**AIM OF THE EXERCISE:**
Reproduce each of the rows below word for word, with no changes.

Position identification rows
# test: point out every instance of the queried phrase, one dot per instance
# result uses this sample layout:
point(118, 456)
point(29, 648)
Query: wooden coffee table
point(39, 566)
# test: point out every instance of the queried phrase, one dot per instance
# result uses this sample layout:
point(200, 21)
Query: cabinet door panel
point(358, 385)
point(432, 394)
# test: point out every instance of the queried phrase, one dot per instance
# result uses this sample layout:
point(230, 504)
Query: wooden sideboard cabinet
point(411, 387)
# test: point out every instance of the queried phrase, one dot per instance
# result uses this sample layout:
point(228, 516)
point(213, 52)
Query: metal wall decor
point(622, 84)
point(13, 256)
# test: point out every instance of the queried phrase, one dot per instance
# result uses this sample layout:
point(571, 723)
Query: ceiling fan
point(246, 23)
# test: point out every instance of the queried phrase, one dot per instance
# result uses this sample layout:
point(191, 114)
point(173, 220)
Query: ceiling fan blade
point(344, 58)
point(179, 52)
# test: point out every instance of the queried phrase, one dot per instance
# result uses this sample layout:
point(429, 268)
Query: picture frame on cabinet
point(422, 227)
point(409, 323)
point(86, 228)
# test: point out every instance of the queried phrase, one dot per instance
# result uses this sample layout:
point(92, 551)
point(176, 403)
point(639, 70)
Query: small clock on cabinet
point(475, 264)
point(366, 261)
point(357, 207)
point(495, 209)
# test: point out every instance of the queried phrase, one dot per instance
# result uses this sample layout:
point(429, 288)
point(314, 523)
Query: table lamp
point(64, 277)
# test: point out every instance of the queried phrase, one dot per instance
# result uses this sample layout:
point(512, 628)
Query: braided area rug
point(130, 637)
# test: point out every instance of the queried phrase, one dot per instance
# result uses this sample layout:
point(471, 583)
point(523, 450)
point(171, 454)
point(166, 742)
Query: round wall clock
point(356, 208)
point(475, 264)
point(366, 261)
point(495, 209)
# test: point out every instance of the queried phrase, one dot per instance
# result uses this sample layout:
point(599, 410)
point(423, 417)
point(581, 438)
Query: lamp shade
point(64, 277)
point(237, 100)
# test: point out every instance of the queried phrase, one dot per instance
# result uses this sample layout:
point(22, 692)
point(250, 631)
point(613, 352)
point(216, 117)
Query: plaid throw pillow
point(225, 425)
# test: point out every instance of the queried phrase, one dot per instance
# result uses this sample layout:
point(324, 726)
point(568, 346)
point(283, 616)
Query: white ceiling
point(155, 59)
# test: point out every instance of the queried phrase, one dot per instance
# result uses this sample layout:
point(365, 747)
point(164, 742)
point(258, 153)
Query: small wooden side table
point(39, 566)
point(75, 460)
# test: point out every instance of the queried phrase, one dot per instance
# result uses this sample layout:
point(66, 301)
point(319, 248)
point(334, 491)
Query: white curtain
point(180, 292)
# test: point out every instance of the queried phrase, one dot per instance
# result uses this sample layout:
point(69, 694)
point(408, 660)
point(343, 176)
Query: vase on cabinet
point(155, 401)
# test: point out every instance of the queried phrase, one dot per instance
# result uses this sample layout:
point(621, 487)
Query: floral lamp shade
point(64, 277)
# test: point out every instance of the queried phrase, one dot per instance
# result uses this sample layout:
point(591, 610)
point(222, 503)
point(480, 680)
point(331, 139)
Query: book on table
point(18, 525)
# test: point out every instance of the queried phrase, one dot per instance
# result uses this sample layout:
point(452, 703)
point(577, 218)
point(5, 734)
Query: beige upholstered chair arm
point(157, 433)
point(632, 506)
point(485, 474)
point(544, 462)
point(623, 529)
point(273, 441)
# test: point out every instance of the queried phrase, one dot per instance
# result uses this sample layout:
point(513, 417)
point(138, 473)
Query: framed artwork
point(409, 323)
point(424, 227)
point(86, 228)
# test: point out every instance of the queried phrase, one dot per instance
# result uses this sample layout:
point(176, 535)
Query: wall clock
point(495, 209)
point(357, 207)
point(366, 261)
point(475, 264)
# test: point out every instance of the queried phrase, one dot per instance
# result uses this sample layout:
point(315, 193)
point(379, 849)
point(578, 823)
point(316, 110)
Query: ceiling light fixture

**FINISHED ANSWER:**
# test: point out every instance of the queried phrase, one dot per instance
# result uses this sample layout:
point(118, 456)
point(29, 648)
Query: wooden coffee table
point(39, 566)
# test: point out every instance of the queried phrase, one dot per instance
# result uses this sample layout:
point(200, 21)
Query: cabinet door panel
point(358, 385)
point(432, 394)
# test: point out every instance of the queried phrase, one dot per instance
# result uses this sample layout:
point(230, 504)
Query: wooden sideboard cabinet
point(411, 387)
# test: point out every instance of the queried phrase, one dot per instance
# result uses this sample layout:
point(228, 516)
point(213, 52)
Query: metal wall decor
point(622, 84)
point(13, 256)
# test: point out every instance of the queried phrase, one dot per instance
# result uses this sample layout:
point(571, 723)
Query: ceiling fan
point(246, 23)
# test: point out every instance of the queried phrase, one dot per instance
# result uses this sample layout:
point(191, 114)
point(173, 220)
Query: ceiling fan blade
point(344, 58)
point(179, 52)
# test: point out every instance of the queried phrase, one dot per instance
# result uses this sample layout:
point(429, 268)
Query: picture frame on cabinet
point(422, 227)
point(409, 323)
point(86, 228)
# test: point out every instance of the queried phrase, one dot per instance
# result uses this sample layout:
point(92, 551)
point(176, 403)
point(639, 70)
Query: small clock on cabinet
point(475, 264)
point(366, 261)
point(357, 207)
point(495, 209)
# test: point out every instance of the queried phrase, one dot per instance
# result uses this sample layout:
point(429, 288)
point(314, 523)
Query: table lamp
point(64, 277)
# test: point out every instance of the queried phrase, one dot per instance
# result uses this sample layout:
point(512, 628)
Query: braided area rug
point(130, 637)
# test: point out every instance of the queried phrase, one dot per instance
# result uses this sample layout:
point(471, 583)
point(523, 450)
point(171, 454)
point(166, 742)
Query: round wall clock
point(356, 208)
point(475, 264)
point(366, 261)
point(495, 209)
# test: point out every instance of the queried phrase, one dot per instance
# result uses this sample layout:
point(599, 410)
point(423, 417)
point(581, 438)
Query: lamp shade
point(64, 277)
point(237, 100)
# test: point out every instance of the queried phrase, one dot per instance
# result uses this sample layout:
point(22, 692)
point(250, 631)
point(613, 352)
point(216, 117)
Query: plaid throw pillow
point(225, 425)
# test: point out every instance of the queried phrase, one dot per instance
# result uses this sample layout:
point(324, 726)
point(568, 346)
point(283, 616)
Query: white ceiling
point(155, 59)
# test: point out every instance of the queried phrase, one dot per instance
# result uses this sample layout:
point(365, 747)
point(164, 742)
point(258, 153)
Query: small wooden side table
point(39, 566)
point(75, 460)
# test: point out every instance of the queried phrase, one dot per instance
# result uses this sample layout:
point(66, 301)
point(319, 248)
point(334, 491)
Query: white curtain
point(180, 292)
# test: point out every instance of the queried phrase, one dot per instance
# result uses this sample layout:
point(69, 694)
point(408, 660)
point(343, 176)
Query: vase on cabinet
point(155, 401)
# test: point out every instance of the queried phrase, one dot per instance
# result uses this sample layout:
point(621, 487)
Query: floral lamp shade
point(64, 277)
# test: point out every instance of the queried phrase, one dot per instance
# result uses this sample layout:
point(591, 610)
point(222, 503)
point(480, 680)
point(331, 139)
Query: book on table
point(18, 525)
# test: point out every instance of the queried phrase, one dot per instance
# result uses this sample layout:
point(452, 703)
point(577, 218)
point(5, 734)
Query: beige upholstered chair arm
point(157, 433)
point(632, 506)
point(485, 474)
point(544, 462)
point(623, 529)
point(273, 441)
# test: point out every instance of the queried phrase, one dot per instance
# result uses this sample layout:
point(513, 417)
point(138, 473)
Query: framed artwork
point(409, 323)
point(424, 227)
point(86, 228)
# test: point out every instance of the queried phrase, one dot per instance
# result uses this sample layout:
point(176, 535)
Query: wall clock
point(495, 209)
point(357, 207)
point(366, 261)
point(475, 264)
# test: point out every instance of the queried phrase, one dot per instance
# result uses this sample layout:
point(315, 193)
point(379, 849)
point(578, 823)
point(316, 110)
Query: ceiling light fixture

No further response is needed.